EXERCISE DETAILS
Nothing in the records should differ when they are repeated. Restate them word for word.

************

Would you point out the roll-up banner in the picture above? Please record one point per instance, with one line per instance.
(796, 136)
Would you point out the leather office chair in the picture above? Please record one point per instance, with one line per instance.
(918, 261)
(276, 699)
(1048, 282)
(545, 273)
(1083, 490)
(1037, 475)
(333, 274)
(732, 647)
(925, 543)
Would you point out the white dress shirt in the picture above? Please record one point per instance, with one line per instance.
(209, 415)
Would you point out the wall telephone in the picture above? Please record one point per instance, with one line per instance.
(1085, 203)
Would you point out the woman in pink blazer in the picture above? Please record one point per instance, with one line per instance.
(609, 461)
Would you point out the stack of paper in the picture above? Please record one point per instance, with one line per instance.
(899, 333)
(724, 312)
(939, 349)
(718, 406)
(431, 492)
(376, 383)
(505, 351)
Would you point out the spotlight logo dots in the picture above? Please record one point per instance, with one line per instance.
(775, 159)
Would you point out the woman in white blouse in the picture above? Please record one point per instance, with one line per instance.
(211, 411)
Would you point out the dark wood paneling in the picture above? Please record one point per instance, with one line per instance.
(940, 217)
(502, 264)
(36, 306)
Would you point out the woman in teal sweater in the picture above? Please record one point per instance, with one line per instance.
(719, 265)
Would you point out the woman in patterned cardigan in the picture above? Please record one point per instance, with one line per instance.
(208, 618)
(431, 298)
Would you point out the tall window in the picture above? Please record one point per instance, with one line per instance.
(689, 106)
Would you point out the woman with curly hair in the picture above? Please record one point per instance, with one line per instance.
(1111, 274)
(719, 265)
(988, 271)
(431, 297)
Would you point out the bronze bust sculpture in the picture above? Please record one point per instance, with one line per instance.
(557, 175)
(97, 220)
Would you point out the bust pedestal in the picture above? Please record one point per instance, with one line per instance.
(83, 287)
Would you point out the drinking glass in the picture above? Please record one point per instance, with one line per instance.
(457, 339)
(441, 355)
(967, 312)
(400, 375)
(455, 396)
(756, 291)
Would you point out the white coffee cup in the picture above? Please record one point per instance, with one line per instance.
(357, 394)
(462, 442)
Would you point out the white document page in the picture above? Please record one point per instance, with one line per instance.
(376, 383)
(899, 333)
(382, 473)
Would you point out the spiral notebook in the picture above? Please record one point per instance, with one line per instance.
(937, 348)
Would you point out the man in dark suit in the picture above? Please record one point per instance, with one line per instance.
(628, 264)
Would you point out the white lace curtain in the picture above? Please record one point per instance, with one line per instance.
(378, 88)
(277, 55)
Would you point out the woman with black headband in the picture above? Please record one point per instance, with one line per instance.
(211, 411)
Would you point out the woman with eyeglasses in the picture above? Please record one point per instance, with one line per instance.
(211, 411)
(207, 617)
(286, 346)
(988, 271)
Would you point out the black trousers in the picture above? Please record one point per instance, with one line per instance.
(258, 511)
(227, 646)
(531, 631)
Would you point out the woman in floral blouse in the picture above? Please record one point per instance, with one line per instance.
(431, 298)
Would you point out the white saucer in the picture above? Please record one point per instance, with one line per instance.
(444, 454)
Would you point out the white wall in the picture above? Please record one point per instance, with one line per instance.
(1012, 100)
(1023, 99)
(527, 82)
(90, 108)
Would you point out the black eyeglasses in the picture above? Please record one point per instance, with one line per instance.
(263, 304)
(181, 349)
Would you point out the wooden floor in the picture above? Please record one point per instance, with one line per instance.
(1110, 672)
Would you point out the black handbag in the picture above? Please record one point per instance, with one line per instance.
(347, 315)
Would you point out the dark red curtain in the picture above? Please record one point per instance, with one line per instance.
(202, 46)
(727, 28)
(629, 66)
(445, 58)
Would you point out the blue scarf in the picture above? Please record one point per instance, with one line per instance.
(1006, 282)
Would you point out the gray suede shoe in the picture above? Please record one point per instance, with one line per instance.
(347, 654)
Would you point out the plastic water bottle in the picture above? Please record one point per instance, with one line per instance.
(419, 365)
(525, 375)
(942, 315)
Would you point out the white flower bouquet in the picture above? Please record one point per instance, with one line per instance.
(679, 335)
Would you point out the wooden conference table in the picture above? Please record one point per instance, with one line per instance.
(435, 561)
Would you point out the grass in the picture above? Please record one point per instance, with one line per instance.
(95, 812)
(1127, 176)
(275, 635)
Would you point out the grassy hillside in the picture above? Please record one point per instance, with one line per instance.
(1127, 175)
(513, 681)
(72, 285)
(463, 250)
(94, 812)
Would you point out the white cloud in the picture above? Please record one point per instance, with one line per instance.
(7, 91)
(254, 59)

************

WRITTEN ANSWER
Would you point out the roll-up banner in the picture above? Please record one point per instance, with one line per instance.
(796, 136)
Would you point out the leather office chair in the picture above? Please record one point per instance, with one line per instance.
(918, 261)
(276, 699)
(1048, 282)
(545, 273)
(1083, 490)
(1037, 475)
(333, 274)
(732, 647)
(925, 543)
Would you point out the white dress shirt in the picture above? Please record one point per instance, with one line per instance.
(209, 415)
Would you point out the wall telephone in the picture above? Please record one point per instance, with one line per instance.
(1085, 203)
Would you point out the woman in pink blazer in the picture above? Please record one point per instance, with one line per instance.
(609, 461)
Would you point out the stack of paper in the picture above? Please record one point per instance, with one line per instance.
(899, 333)
(724, 312)
(939, 349)
(718, 406)
(431, 492)
(376, 383)
(505, 351)
Would you point out the spotlight logo dots in the picture above? Please record one point per instance, with one line per instance.
(775, 159)
Would you point out the woman in white blouse in the picture above? Please record one point per instance, with one line per instance.
(211, 411)
Would you point out the dark wood paneling in the picture above? Please record one point per instance, with one line per instance.
(940, 217)
(502, 264)
(36, 306)
Would you point out the woman in teal sweater in the picture above? Please record one point per instance, with one line per instance.
(719, 265)
Would you point out the woman in patterned cardigan in the picture above? Please record one point per instance, with one line per instance.
(208, 618)
(431, 298)
Would you point out the tall window in the picture above? Please record one point per instance, with one line per instance.
(689, 106)
Would you point out the woman with curly hair in the picture above? Please record one point per instance, with one line per instance.
(1111, 274)
(719, 265)
(988, 271)
(431, 297)
Would you point out the bronze bust sculpture in the picture above? Please record one point per instance, with one line per instance.
(557, 175)
(97, 220)
Would you point out the bust pedestal in the picture above? Please record one point per instance, with one line per instance.
(83, 287)
Would you point out the drinking glass in the picture above? Please record one point per instance, with one line per instance.
(457, 339)
(441, 355)
(967, 312)
(400, 375)
(455, 396)
(756, 291)
Would you point out the white coffee cup in the picture above? Please record one point per instance, with one line per instance.
(357, 394)
(462, 442)
Would you point out the white document page in the picture above? Please record one point per instance, with one line per instance.
(376, 383)
(899, 333)
(382, 473)
Would you point out the spiral notebook in the picture above? Please record one point per instance, with one line per instance.
(937, 348)
Would you point out the man in dark suit in the picture above? Please record one point per instance, with one line per instance.
(628, 264)
Would you point out the white lace curtain in the picture above? Please record one point per instance, with one line per instance.
(378, 88)
(277, 55)
Would you point out the woman with black headband in the picture above? Please record one point per instance, with one line per instance.
(211, 411)
Would you point out the woman with eyeglasses in the picture above? Please record one point per instance, with one line per instance.
(211, 411)
(207, 617)
(286, 346)
(988, 271)
Would you point out the black trousers in the picture above? Please record one point per instance, with one line per instance.
(258, 511)
(227, 646)
(531, 631)
Would you point out the woman in floral blouse in the picture above? Please record one point per instance, with one line per instance.
(431, 298)
Would you point out the white saucer in the picture above? Please record one point per instance, with one line per instance.
(444, 454)
Would you point out the white wall in the picture above? Please record one point per instance, with one line per instance.
(1012, 100)
(1023, 99)
(527, 82)
(90, 108)
Would you point out the black eyeglasses in the picture above? Please record one point per instance, with one line per instance.
(263, 304)
(181, 349)
Would you point out the wooden floor in the picture above? Please record one point per instance, with one line per instance.
(1110, 672)
Would you point out the black handbag in the picture above? Please record one point per instance, with one line per instance.
(347, 315)
Would you point out the dark red curtain in the picture above? Please record one point per instance, with one line per instance.
(202, 46)
(727, 28)
(629, 66)
(445, 58)
Would you point out the blue scarf in the picture above? Please record one point per instance, with one line per instance.
(1006, 282)
Would you point out the gray suede shoe in the picture above? Please record one point per instance, with one line per instance.
(347, 654)
Would you point out the plastic water bottle in the picture above? Please record one point per instance, with one line per instance.
(419, 365)
(525, 375)
(942, 315)
Would you point out the white flower bouquet in the picture above? Please record one point per instance, with one line per instance.
(679, 335)
Would you point out the wooden conference table in the picture above? Please record one point per instance, with one line per instance.
(435, 561)
Would you point out the grass in the picture above? Please record one point per instance, with one line per instance.
(95, 812)
(1127, 176)
(275, 635)
Would you point out the grassy hillside in the picture above? Please record one point per instance, with one line per instance.
(1127, 175)
(513, 681)
(72, 285)
(463, 250)
(94, 812)
Would you point out the white cloud in the picture above? Please record one point per instance, with one line per instance.
(7, 91)
(254, 59)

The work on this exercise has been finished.